# TEXT SHOWN
Ads on the site include environmental-themed placements from the likes of toothpaste maker Tom’s and Hewlett-Packard. Yet it’s not a large enough category for Yahoo to justify a dedicated salesperson. “There isn’t one person who is responsible for selling green on the sales team,” said Dina Freeman, a Yahoo spokesperson. “The entire sales team is tasked with bringing it to their clients based on whether or not it makes sense for the client’s objectives.”

Yahoo approached HP shortly before the launch of the section. The high tech firm jumped, said HP Manager of Emerging Technologies Patty White, because “we feel HP is a leader in environmental responsibility. We want to be where our audience is in learning about and discussing these important issues.”

One rich media ad for HP that’s now running on Yahoo Green contains the copy, “HP Recycles the equivalent of 600 Jumbo Jets Per year. Go Green with HP.” Clicking through brings the user to a page on equipment exchange, recycling and other environmentally sound means of unloading hardware.

With its pro-recycling message on Yahoo Green and elsewhere online, HP’s White said the company wants to start a conversation with consumers and provoke their involvement.

“HP’s Green initiatives provide not only videos and podcasts, but we also welcome users to join the green computing movement,” she said.

Among other gestures, the hardware manufacturer uses its Web site to aid those wishing to recycle equipment and printing supplies; to offer online tips on reducing energy bills and greening a business; and to help businesses “manage older assets by turning used equipment into cash.”

Hey, wait a minute. In the handbook of eco-catchphrases, aren’t “turn used equipment into cash” and “five quick steps” a tad too facile, too late-night-infomercial, to bolster HP’s eco-credentials? Shouldn’t HP’s messaging be a little more, uh, radical or something?

Well, yes and no.

Green Authenticity

For any firm tethering its advertising to the LOHAS bandwagon, there’s certainly a risk of being perceived as inauthentic or faking the sustainability vibe — a sin often called “greenwashing.” Or so the accepted wisdom goes.

# EXERCISE SET
1. Repeat the text on HP and Yahoo Green from "Hey, wait a" up to and including "yes and no.", substituting "rulebook" for "handbook".
2. In the text on HP and Yahoo Green, what is Patty White's job title at HP?
The entries after the text on HP and Yahoo Green are separate material.

# INFORMATION SUPPLIED
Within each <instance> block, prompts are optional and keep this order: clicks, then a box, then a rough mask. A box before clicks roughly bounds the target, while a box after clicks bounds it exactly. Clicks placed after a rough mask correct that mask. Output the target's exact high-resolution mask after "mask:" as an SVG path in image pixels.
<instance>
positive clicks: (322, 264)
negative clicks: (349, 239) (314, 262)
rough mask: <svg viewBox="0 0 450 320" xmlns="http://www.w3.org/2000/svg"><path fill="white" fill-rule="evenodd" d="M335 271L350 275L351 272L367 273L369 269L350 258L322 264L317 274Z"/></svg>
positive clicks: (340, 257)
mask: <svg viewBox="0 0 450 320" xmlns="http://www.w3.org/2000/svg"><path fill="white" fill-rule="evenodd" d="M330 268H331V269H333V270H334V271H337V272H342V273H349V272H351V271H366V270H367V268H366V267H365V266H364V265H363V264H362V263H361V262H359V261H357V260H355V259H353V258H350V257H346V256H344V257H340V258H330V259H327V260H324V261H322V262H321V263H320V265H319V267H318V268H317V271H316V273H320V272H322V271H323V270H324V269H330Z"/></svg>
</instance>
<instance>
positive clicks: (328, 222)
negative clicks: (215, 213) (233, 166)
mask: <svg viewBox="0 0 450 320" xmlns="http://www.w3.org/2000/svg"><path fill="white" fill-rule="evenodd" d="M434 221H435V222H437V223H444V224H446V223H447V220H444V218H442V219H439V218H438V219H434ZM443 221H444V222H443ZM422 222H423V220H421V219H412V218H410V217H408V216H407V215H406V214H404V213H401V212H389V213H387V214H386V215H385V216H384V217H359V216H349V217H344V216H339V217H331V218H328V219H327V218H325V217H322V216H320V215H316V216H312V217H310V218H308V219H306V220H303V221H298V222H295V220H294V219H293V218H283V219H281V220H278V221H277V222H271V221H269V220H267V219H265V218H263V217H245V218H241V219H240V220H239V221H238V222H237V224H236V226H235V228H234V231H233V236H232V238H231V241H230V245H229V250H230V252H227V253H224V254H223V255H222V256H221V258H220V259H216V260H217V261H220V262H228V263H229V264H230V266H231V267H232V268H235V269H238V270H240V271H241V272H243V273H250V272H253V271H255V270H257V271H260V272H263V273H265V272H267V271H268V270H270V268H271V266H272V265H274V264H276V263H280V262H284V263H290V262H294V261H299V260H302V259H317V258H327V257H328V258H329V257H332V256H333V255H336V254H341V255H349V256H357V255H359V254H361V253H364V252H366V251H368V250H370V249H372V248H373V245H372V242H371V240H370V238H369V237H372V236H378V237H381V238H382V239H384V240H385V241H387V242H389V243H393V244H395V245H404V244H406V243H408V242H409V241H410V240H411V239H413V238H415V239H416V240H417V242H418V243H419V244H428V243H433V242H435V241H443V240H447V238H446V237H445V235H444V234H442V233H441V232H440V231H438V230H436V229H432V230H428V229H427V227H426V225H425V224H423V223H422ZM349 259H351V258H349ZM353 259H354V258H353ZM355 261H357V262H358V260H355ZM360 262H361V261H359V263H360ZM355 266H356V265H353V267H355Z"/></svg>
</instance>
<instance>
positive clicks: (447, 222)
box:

# ANSWERS BY ITEM NUMBER
1.
Hey, wait a minute. In the rulebook of eco-catchphrases, aren’t “turn used equipment into cash” and “five quick steps” a tad too facile, too late-night-infomercial, to bolster HP’s eco-credentials? Shouldn’t HP’s messaging be a little more, uh, radical or something?

Well, yes and no.

2. Manager of Emerging Technologies